→ **ENTRIES SUPPLIED**:
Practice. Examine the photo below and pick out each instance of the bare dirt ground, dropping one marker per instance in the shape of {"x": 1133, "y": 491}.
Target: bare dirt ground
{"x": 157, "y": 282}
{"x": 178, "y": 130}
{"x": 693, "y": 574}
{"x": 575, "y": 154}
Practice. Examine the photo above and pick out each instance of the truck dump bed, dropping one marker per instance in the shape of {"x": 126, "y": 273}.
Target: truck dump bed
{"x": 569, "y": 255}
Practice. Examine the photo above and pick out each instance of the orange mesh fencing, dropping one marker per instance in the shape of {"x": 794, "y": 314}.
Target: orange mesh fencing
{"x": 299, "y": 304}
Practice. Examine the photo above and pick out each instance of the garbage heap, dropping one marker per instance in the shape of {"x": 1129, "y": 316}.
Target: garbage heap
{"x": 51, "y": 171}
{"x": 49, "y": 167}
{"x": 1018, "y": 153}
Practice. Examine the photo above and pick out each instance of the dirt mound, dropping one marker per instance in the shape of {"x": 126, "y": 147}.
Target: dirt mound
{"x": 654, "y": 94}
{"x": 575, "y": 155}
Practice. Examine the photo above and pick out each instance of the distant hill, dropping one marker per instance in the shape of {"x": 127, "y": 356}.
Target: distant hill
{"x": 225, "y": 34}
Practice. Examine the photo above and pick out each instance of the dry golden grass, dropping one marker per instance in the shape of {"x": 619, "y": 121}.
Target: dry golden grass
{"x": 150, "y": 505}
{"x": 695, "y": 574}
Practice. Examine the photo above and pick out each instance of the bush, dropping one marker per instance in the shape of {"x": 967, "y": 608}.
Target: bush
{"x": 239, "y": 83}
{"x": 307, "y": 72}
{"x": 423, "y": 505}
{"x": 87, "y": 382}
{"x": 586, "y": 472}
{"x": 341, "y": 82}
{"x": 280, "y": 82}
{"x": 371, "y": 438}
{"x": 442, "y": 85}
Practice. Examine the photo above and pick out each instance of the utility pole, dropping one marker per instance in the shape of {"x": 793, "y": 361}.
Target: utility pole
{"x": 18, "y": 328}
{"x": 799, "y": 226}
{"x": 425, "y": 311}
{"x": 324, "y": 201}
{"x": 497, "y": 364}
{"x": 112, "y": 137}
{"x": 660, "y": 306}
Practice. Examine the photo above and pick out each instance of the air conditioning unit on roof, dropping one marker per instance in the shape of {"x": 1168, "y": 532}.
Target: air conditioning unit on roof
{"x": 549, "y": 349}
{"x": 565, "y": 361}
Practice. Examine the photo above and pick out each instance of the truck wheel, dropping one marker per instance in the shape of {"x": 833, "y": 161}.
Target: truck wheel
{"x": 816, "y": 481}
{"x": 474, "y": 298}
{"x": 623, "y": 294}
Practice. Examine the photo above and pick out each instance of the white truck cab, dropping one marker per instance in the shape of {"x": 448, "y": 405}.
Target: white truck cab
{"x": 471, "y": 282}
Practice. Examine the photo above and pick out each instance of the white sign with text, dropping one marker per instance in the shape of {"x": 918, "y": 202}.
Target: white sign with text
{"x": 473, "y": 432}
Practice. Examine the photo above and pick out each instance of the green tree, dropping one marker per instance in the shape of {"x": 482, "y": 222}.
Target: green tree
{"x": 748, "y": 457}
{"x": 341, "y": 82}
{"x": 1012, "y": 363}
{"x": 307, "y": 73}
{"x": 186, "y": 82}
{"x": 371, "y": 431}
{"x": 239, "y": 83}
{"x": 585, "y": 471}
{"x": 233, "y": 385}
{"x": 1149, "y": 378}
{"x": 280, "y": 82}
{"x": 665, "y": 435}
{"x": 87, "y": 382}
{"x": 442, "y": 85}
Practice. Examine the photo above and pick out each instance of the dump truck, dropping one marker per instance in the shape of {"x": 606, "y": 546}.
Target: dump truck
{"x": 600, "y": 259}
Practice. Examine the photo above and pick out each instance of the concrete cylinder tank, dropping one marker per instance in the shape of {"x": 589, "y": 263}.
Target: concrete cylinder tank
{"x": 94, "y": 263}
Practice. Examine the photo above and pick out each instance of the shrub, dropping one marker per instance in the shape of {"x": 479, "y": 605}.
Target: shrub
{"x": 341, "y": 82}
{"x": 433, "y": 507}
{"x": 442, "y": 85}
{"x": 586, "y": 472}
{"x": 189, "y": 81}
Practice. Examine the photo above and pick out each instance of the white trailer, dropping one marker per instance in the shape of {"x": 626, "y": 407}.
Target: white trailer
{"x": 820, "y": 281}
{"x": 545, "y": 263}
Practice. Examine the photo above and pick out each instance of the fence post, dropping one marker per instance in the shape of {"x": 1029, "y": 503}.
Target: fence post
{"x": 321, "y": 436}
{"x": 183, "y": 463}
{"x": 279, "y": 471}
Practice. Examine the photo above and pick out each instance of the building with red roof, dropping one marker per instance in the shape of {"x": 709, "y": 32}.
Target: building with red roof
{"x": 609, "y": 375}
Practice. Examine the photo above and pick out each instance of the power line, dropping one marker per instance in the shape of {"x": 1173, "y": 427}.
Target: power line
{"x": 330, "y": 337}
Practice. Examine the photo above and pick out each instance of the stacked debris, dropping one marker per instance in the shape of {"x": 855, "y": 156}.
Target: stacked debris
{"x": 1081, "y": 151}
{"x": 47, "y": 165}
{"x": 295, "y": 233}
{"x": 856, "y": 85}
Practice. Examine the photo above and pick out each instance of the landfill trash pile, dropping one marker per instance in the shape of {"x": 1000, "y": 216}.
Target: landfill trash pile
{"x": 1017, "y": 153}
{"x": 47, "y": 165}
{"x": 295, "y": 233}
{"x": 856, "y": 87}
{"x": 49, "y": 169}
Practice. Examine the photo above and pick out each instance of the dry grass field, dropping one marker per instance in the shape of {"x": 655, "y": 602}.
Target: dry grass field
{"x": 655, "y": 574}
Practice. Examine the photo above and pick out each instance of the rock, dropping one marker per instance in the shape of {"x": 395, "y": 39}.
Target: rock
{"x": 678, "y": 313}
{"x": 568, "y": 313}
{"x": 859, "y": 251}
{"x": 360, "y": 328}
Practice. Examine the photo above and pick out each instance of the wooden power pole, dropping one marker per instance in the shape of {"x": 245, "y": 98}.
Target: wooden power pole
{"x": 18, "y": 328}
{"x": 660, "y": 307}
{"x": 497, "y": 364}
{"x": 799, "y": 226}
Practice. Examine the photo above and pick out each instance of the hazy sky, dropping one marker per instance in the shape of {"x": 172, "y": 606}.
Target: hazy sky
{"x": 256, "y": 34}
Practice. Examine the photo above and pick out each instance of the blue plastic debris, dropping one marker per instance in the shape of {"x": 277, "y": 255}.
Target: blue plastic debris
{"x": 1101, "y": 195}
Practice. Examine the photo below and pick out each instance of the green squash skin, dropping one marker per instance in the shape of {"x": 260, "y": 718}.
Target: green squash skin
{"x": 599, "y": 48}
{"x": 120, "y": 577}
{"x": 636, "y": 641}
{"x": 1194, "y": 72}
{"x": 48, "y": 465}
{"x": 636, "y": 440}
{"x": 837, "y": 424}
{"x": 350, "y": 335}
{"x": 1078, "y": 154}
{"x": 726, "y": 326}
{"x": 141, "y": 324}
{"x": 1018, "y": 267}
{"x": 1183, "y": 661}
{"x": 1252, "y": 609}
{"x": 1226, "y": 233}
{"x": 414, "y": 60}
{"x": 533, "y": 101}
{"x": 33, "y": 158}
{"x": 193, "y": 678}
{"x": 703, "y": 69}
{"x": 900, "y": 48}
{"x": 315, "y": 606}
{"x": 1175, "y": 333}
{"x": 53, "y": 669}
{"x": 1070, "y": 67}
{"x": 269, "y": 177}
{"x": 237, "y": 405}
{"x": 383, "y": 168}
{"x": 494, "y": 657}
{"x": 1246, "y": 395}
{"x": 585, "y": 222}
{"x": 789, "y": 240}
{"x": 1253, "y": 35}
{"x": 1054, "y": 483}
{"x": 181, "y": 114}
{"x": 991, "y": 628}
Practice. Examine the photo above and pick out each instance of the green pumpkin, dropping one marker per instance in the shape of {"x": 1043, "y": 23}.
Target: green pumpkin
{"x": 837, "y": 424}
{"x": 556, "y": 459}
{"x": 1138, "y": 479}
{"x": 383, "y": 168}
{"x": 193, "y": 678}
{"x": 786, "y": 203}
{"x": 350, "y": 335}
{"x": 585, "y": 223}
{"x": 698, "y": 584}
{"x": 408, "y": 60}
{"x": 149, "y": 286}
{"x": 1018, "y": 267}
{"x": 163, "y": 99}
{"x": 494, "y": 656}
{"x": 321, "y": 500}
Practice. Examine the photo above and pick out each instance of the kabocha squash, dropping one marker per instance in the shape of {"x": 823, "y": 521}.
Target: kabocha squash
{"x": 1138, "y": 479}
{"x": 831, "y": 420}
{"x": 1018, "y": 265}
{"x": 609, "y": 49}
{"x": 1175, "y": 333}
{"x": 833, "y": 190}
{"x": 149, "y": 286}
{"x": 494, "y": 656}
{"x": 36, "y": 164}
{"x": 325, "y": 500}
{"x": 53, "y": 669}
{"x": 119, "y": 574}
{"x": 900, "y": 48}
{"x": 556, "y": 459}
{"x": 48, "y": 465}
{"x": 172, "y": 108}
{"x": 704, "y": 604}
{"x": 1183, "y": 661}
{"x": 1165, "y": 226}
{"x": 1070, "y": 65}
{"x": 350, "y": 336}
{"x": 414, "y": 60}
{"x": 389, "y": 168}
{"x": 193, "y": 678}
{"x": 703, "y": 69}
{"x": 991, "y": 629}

→ **THE PROBLEM**: Extract, exactly as they appear, the lines from the one containing "green pumpkin, dropping" through the final line.

→ **REPLY TO THE TASK**:
Practice. Examine the photo above and pick out each instance of the green pumpkin, dropping one marker per instance in the shape of {"x": 1043, "y": 23}.
Target: green pumpkin
{"x": 837, "y": 424}
{"x": 556, "y": 459}
{"x": 1138, "y": 479}
{"x": 383, "y": 168}
{"x": 193, "y": 678}
{"x": 786, "y": 203}
{"x": 350, "y": 335}
{"x": 585, "y": 223}
{"x": 698, "y": 584}
{"x": 408, "y": 60}
{"x": 149, "y": 286}
{"x": 1018, "y": 267}
{"x": 163, "y": 99}
{"x": 494, "y": 656}
{"x": 321, "y": 500}
Practice. Examine the photo above and pick out each instance of the kabocha squash, dropping one marker per instance in the shape of {"x": 823, "y": 521}.
Target: kabocha squash
{"x": 1138, "y": 479}
{"x": 831, "y": 420}
{"x": 1018, "y": 265}
{"x": 609, "y": 49}
{"x": 1175, "y": 333}
{"x": 833, "y": 190}
{"x": 149, "y": 286}
{"x": 494, "y": 656}
{"x": 36, "y": 164}
{"x": 325, "y": 500}
{"x": 53, "y": 669}
{"x": 119, "y": 574}
{"x": 900, "y": 48}
{"x": 556, "y": 459}
{"x": 48, "y": 465}
{"x": 172, "y": 108}
{"x": 704, "y": 604}
{"x": 1183, "y": 661}
{"x": 1165, "y": 226}
{"x": 1070, "y": 65}
{"x": 350, "y": 336}
{"x": 414, "y": 60}
{"x": 389, "y": 168}
{"x": 193, "y": 678}
{"x": 703, "y": 69}
{"x": 991, "y": 629}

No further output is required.